> DIRECTIONS:
Each line below must be written out exactly as shown.

[Start of section]

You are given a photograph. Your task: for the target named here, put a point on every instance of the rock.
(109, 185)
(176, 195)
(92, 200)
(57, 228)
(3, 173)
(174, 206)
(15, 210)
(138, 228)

[End of section]

> WRITTEN RESPONSE:
You are given a photograph. Your task: for the target named here, put a point on every instance of the rock.
(109, 185)
(176, 195)
(92, 200)
(57, 228)
(3, 173)
(174, 206)
(15, 210)
(138, 228)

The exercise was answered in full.